“John Lewis is Dead.”
I saw that headline right after I tweeted about the deaths of Reverend C.T. Vivian and Dr. J.I. Packer. I noted their biblical faith, which worked itself out in their words AND their actions. Then, I read about the death of Lewis, another one who took seriously Jesus‘ command to love your neighbor (Matthew 22:39).
John Lewis was introduced to the civil rights movement at a young age – he met Rosa Parks when he was 16 years old, and met Dr. King when he was 17 years old. Visually, he is sketched in the American memory as a young man whose skull was fractured on the Edmund Pettus Bridge protesting for voting rights in 1965 Alabama. Audibly, he is remembered as one of the younger speakers at the 1963 March on Washington.
As I consider his life and death, I think about him as a Christian and, particularly, a Baptist. He studied at American Baptist College in Nashville, a school affiliated with the historic National Baptist Convention, U.S.A., Inc. He attended that school in an era, like my late-pastor, when the school had theological partnership with the Southern Baptist Convention (a relationship that lasted from 1924 well into the ‘80s). Based upon his upbringing in church and his education, he believed in the image of God in all humanity and an ethical obligation to neighbor-love. His Christianity was not merely rhetorical orthodoxy, but also sweaty, painful, even bloody, orthopraxy.

--------------------

### [THE PROBLEM]
Answer these questions from the piece on John Lewis:
(a) How old was Lewis when he met Rosa Parks?
(b) Which college in Nashville did he study at?
(c) On what bridge was his skull fractured?
The rows that come next have no connection to the piece on John Lewis.

Saved entries:
--------------------

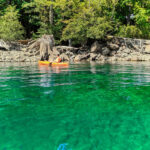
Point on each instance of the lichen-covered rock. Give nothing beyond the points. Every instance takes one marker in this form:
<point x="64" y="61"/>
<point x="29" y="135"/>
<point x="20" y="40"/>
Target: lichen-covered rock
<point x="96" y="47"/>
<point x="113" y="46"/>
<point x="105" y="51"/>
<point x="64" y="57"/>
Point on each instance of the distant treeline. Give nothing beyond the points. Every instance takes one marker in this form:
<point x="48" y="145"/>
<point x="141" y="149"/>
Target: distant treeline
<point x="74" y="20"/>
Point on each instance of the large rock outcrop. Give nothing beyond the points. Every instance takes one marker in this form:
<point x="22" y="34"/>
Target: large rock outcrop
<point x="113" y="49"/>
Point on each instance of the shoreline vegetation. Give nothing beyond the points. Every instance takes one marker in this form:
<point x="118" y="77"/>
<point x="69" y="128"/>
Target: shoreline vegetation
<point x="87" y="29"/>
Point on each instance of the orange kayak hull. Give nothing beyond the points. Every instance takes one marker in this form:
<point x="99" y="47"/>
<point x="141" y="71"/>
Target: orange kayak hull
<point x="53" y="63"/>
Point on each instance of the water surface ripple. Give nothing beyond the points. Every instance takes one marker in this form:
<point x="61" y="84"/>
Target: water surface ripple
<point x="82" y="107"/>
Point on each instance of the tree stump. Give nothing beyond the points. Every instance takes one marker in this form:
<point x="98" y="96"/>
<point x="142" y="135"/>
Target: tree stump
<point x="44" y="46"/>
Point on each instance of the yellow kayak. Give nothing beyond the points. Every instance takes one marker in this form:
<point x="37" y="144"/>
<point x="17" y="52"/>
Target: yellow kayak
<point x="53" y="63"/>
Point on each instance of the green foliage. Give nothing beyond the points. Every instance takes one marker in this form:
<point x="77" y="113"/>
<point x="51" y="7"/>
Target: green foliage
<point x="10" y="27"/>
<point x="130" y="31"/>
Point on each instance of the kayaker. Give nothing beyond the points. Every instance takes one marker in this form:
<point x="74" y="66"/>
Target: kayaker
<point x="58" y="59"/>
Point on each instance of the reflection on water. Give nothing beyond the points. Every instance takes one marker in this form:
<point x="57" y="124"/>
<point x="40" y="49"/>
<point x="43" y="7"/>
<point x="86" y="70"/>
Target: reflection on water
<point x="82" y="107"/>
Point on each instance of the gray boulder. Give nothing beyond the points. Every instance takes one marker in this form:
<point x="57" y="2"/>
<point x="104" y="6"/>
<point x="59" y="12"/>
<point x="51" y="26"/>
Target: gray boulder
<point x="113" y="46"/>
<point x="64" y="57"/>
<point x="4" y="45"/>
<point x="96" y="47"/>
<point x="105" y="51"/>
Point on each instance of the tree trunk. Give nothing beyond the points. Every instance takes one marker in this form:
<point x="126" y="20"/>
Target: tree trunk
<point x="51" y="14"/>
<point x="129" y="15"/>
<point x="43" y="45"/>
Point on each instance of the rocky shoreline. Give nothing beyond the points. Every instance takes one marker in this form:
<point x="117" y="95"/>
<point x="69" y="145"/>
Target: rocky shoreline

--------------------

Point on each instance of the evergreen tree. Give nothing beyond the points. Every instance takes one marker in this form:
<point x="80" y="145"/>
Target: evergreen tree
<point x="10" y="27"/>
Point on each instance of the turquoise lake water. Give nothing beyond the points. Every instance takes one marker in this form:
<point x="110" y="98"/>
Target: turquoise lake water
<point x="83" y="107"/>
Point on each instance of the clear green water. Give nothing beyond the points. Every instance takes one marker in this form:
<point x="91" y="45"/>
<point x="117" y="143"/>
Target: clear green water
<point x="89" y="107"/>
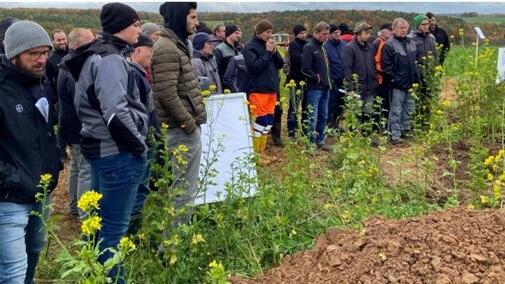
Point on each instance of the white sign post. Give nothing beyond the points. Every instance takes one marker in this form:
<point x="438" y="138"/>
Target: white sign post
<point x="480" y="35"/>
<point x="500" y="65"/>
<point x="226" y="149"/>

--------------------

### [SOLUTION]
(a) He was 16 years old.
(b) American Baptist College.
(c) The Edmund Pettus Bridge.